By Margaretta wa Gacheru (written 10 October 2022)
From day
one, the Dance Centre Kenya has dedicated itself to developing dancers who can
make it on the international stage of entertainment, be it in ballet, musical
theatre, contemporary dance, jazz, tap, or even hip hop.
This has
already been proved with several of its former students finding spots in
professional dance companies and prestigious dance schools in the US, Europe,
and even in the Middle East.
But it has often
meant starting with students who have never danced before, or ever even heard
of something called ballet. When the former professional ballerina Cooper Rust
first came to Kenya, that is what she had come to do. Her concept of inclusion
meant that even before starting DCK in 2015, she was teaching in under-served
settlements of Nairobi. That practice has continued even as the Centre has grown
by leaps and bounds, to the point of currently having aspiring dancers coming
from Karen and Kibera, Muthaiga and Mathare, Kitisuru and Ngong town.
Last
weekend’s production of ‘Aesop’s Fables’ at Braeburn Theatre (Gitanga) also illustrated
just how young Cooper’s cast members can be and how no one could tell from their
performances which side of the city they were from.

•••••

_WHAT YOU ARE ASKED TO DO_
Quote the part of the article on the Dance Centre Kenya that opens with the words containing "By Margaretta wa" and closes with "even hip hop.". You won't need the lines that come after this article.

•••••

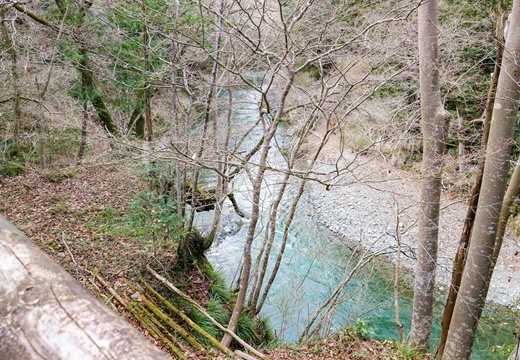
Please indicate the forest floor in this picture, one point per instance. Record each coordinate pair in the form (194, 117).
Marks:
(56, 210)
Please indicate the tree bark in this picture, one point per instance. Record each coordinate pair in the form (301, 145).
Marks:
(460, 258)
(45, 313)
(475, 280)
(15, 75)
(434, 127)
(255, 213)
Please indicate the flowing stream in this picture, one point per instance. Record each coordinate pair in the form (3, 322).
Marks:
(316, 261)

•••••

_FINAL ANSWER_
By Margaretta wa Gacheru (written 10 October 2022)
From day
one, the Dance Centre Kenya has dedicated itself to developing dancers who can
make it on the international stage of entertainment, be it in ballet, musical
theatre, contemporary dance, jazz, tap, or even hip hop.